# [Ваше задание]
Ответьте на вопросы по фрагменту документа:
1. Каким путем, судя по строкам «За нею по наклону гор / Я шел дорогой неизвестной», шел говорящий?
2. Для какой строфы, согласно фрагменту, Пушкин воспользовался несколькими стихами из наброска?
3. О каком событии, по словам фрагмента, Пушкин вспоминает в этой строфе?

Шрифт:
Закладка:
За нею по наклону гор
Я шел дорогой неизвестной
И примечал мой робкий взор
Следы ноги ее прелестной —
Зачем не смел ее следов
Коснуться жаркими устами.
Нет никогда средь бурных дней
Мятежной юности моей
Я не желал с таким волненьем
Лобзать уста младых Цирцей
И перси полные томленьем
[Как]
[Как я желал]
[Сей милый след]
Если мы хотим быть точны, то можем только сказать, что Пушкин для 33-й строфы воспользовался несколькими стихами из этого наброска. В этом наброске и в строфе 33 Пушкин вспоминает о разных фактических событиях: в первом — поэтическое воспоминание о том, как он, влюбленный, шел по горам за нею, во втором — о том, как на морском берегу волны прибегали и убегали от «ее» ног. Очевидно, конечно, что мы имеем дело с самостоятельным замыслом.

# [Предоставленные данные]
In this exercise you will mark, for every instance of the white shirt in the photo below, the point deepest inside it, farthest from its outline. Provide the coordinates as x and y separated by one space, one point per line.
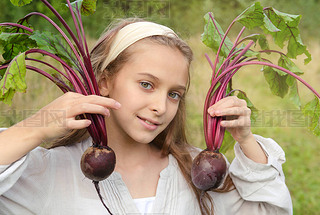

# [Ответ на задание]
1. По наклону гор, дорогой неизвестной.
2. Для 33-й строфы.
3. О том, как на морском берегу волны прибегали и убегали от «ее» ног.